### STORED ROWS:
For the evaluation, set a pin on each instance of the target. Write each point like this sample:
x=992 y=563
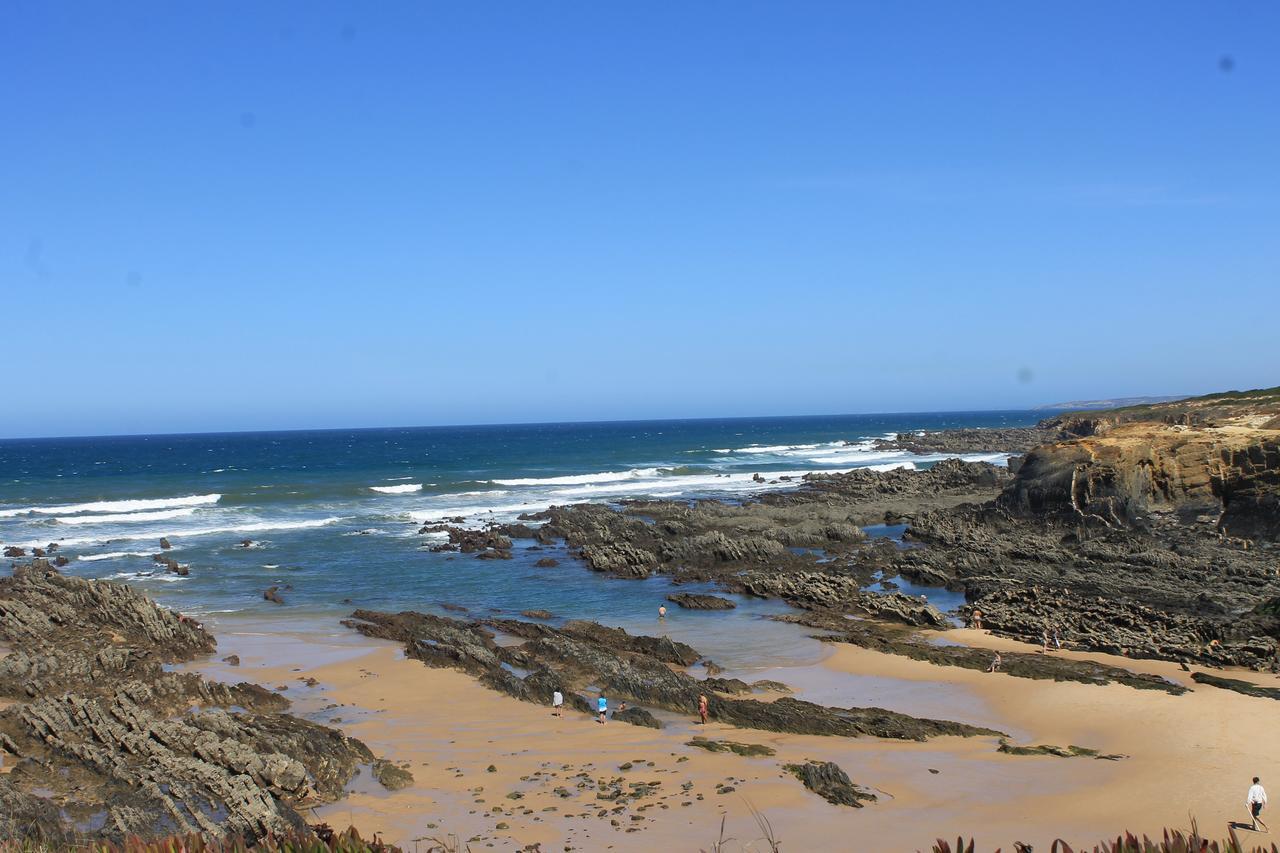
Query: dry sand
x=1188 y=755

---

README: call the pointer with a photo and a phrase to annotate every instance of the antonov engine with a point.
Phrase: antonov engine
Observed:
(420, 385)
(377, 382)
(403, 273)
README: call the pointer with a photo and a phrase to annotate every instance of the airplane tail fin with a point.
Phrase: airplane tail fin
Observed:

* * *

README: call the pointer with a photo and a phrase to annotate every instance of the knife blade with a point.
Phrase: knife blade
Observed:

### GIVEN INSTRUCTION:
Rewrite the material from the line with "For the evaluation, set" up to and including the line with "x=1188 y=755", replacing "sample" with "template" and leaving everything else unchanged. Omit the picture from your answer.

### PROBLEM SOLUTION:
For the evaluation, set a pin on each instance of the target. Write each point like this template:
x=992 y=563
Query: dry sand
x=1188 y=755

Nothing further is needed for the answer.